> _PAGE TEXT_
-------------------------
# air hose



## hotrodo351 (Mar 18, 2012)

ive been using the old, well i guess youd call it old, fashioned 3/8" hose my whole roofing carrier, about 30 + years. ive seen the flex coil hose that every one seems to be using and wondered about it. feels a lot lighter but how does it hold up. ive had my old goodyear hoses for 20 years and no problems. also i see there are different colors and sizes. plus there expensive. would it be worth it to switch, am i going to say = wish id of done this sooner.


----------



## Joe Roofer (Nov 21, 2009)

I still use my old 3/8 stuff to 50' 1/4 flexeel to my guns. I really prefer the flexeel, especially when it's cold out. I've had some for five years or so and it still looks new.


----------



## hotrodo351 (Mar 18, 2012)

yeah i thought about getting a leader hose of the flexeel. so i guess that the cold doesnt affect the flexeel hose. dont have to worry about it getting brittle. by the way, i see different colors, pressure. is the more pressure one worth the price difference.


----------



## Jordan3629 (Jul 26, 2012)

I use to only use the Goodyear hoses but recently, in the last four years, switched to all flexeel and i love them. The Goodyear hoses feel like I'm dragging a garden hose around now.


----------



## hotrodo351 (Mar 18, 2012)
-------------------------
> _WORK INSTRUCTIONS_
1 > Retype the air hose thread starting at "I use to only" and ending at "hose around now.".
2 > Sum up the air hose thread in two sentences.
-------------------------
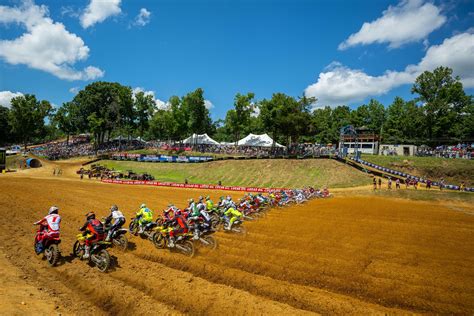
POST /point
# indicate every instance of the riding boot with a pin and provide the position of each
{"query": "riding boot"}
(86, 252)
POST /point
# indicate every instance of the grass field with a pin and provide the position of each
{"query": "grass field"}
(454, 171)
(260, 173)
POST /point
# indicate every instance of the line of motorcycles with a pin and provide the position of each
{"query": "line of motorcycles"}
(158, 233)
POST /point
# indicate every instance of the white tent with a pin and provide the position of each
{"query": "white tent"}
(262, 140)
(202, 139)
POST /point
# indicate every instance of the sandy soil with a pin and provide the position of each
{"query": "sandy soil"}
(345, 255)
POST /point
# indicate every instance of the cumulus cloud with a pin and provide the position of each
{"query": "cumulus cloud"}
(409, 21)
(339, 84)
(160, 105)
(208, 104)
(99, 10)
(143, 18)
(7, 96)
(46, 45)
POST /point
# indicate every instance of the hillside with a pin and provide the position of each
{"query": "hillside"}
(260, 173)
(454, 171)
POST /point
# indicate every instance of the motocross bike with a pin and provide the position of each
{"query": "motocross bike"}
(98, 254)
(49, 247)
(204, 234)
(183, 243)
(147, 233)
(237, 226)
(118, 238)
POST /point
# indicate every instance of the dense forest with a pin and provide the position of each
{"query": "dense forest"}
(439, 113)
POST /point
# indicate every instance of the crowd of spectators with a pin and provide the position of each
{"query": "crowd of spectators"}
(461, 151)
(75, 148)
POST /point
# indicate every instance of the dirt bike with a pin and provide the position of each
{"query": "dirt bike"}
(98, 254)
(204, 235)
(183, 243)
(237, 227)
(118, 238)
(49, 247)
(147, 233)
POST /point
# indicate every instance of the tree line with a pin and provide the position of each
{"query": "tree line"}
(440, 113)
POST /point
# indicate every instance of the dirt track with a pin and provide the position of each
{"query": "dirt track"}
(346, 255)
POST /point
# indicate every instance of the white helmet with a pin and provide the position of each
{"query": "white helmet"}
(53, 210)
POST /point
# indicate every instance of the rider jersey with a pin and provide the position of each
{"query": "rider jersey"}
(52, 221)
(94, 226)
(146, 213)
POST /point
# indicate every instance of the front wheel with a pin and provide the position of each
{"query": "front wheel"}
(121, 242)
(78, 249)
(187, 248)
(210, 242)
(158, 240)
(52, 255)
(103, 260)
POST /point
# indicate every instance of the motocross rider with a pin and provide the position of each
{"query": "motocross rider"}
(93, 230)
(145, 216)
(50, 225)
(233, 214)
(198, 213)
(177, 226)
(118, 220)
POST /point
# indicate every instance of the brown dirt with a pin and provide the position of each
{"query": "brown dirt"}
(345, 255)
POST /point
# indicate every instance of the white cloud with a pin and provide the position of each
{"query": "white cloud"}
(160, 105)
(143, 18)
(99, 10)
(7, 96)
(46, 45)
(342, 85)
(409, 21)
(208, 104)
(74, 90)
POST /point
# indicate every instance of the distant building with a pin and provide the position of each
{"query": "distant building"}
(367, 142)
(398, 150)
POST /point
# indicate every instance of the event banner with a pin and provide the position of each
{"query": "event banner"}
(159, 158)
(191, 186)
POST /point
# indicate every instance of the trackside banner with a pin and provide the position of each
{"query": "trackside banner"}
(190, 186)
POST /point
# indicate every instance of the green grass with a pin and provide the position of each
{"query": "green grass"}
(454, 171)
(259, 173)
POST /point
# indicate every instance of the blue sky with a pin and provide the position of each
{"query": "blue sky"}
(173, 47)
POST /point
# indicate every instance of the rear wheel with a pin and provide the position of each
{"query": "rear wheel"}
(52, 254)
(103, 259)
(121, 242)
(133, 227)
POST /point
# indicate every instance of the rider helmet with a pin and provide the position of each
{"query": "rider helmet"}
(53, 210)
(90, 215)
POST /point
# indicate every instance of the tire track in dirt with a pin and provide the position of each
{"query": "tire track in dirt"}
(340, 256)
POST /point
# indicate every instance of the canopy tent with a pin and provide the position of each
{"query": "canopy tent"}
(262, 140)
(202, 139)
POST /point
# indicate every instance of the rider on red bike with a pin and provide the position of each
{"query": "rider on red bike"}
(177, 225)
(94, 229)
(49, 229)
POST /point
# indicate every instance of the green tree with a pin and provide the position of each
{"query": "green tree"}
(444, 102)
(27, 116)
(5, 128)
(144, 107)
(65, 119)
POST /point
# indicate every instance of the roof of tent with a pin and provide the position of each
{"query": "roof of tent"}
(200, 139)
(262, 140)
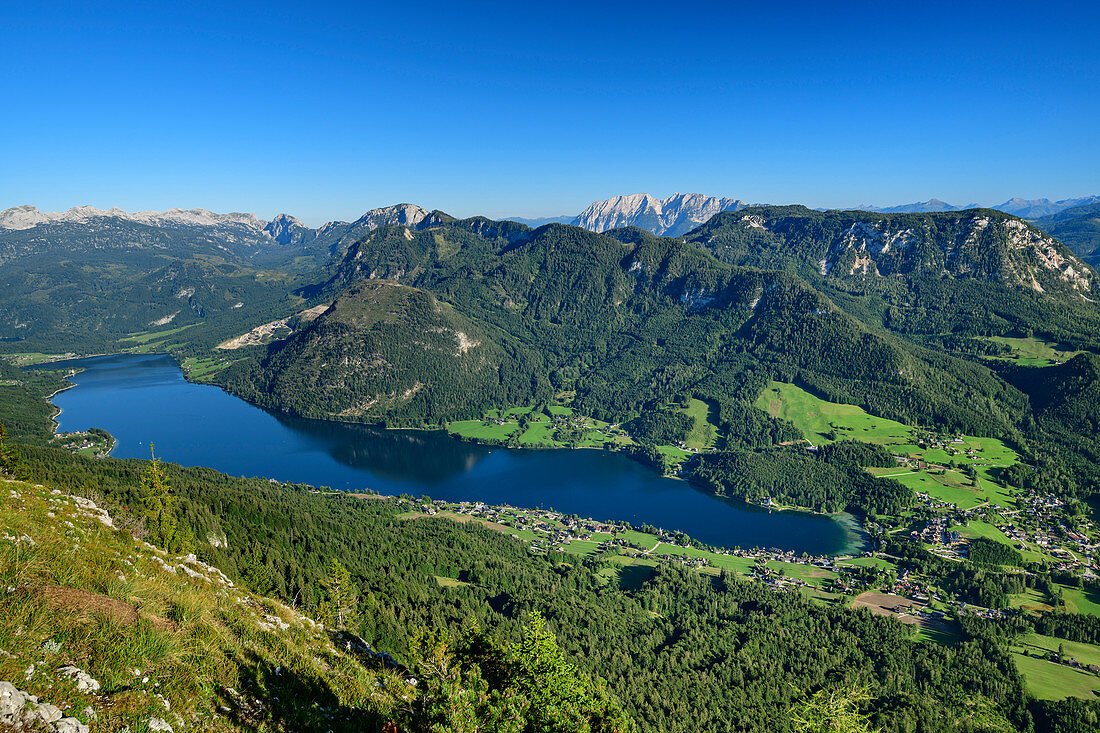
-------------------------
> _ANSWERS FOR THE EXERCISE_
1 >
I use to only use the Goodyear hoses but recently, in the last four years, switched to all flexeel and i love them. The Goodyear hoses feel like I'm dragging a garden hose around now.

2 > A roofer who has used old-fashioned 3/8-inch hose for 30-plus years asks whether the lighter, more expensive flex coil hose holds up and is worth switching to. Other posters praise flexeel: one runs 50 feet of 1/4-inch flexeel to the guns, likes it especially in cold weather, and says it still looks new after about five years, while another switched to all flexeel and says Goodyear hoses now feel like dragging a garden hose.